> _EXERCISE BRIEF_:
Copy verbatim the rows from the one containing "find green stadium" through the end of the rows.
____________________
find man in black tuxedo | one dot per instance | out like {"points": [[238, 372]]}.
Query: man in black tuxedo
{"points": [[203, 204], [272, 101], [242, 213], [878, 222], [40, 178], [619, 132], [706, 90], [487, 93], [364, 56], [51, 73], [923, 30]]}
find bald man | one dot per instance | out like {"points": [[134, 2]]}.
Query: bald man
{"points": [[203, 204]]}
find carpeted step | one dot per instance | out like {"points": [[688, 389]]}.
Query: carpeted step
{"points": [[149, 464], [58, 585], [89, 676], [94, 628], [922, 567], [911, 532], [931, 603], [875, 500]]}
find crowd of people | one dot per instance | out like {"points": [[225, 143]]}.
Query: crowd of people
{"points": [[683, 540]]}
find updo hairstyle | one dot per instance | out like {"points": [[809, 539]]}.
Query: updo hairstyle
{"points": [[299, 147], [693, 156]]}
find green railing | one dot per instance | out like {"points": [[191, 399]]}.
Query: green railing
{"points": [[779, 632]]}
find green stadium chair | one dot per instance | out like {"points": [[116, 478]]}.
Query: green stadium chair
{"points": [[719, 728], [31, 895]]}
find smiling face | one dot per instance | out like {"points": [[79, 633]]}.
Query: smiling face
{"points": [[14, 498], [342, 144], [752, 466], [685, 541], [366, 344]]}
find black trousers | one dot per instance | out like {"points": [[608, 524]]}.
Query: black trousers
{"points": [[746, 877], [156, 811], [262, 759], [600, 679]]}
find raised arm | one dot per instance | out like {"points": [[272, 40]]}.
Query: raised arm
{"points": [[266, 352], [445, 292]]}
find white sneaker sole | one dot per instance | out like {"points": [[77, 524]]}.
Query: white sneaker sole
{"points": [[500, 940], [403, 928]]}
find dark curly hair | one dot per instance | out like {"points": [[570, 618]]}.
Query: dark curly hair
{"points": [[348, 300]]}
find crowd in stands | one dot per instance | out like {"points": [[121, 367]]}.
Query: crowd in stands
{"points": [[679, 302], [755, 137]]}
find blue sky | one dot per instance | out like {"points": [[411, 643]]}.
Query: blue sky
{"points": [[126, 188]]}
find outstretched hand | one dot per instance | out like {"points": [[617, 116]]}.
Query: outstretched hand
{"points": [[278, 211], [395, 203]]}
____________________
> _FULL SOLUTION_:
find green stadium chair | one dot per instance | out like {"points": [[116, 478]]}.
Query: green stadium chair
{"points": [[719, 728], [31, 895]]}
find smiling face | one dot per instance | out like {"points": [[79, 633]]}.
Query: smiling face
{"points": [[14, 498], [342, 144], [752, 466], [685, 541], [366, 344]]}
find black trousers | one dot per instance | out like {"points": [[608, 524]]}.
Query: black trousers
{"points": [[746, 877], [156, 811], [262, 759], [600, 679]]}
find raised arm | one dot per instance | out like {"points": [[272, 40]]}.
Query: raised arm
{"points": [[266, 352], [445, 292]]}
find white sneaker sole | one dot per instance | out like {"points": [[77, 524]]}.
Query: white sneaker sole
{"points": [[500, 940], [403, 928]]}
find dark curly hair | one dot per instance | out like {"points": [[570, 618]]}.
Query: dark curly hair
{"points": [[348, 300]]}
find crowd in stands | one dot per instance | out like {"points": [[121, 367]]}.
Query: crowd in stands
{"points": [[679, 302], [755, 137]]}
find blue sky | one dot per instance | out like {"points": [[411, 643]]}.
Query: blue sky
{"points": [[126, 188]]}
find outstretched hand | one dot per instance | out like {"points": [[617, 116]]}.
Query: outstretched hand
{"points": [[278, 211], [395, 203]]}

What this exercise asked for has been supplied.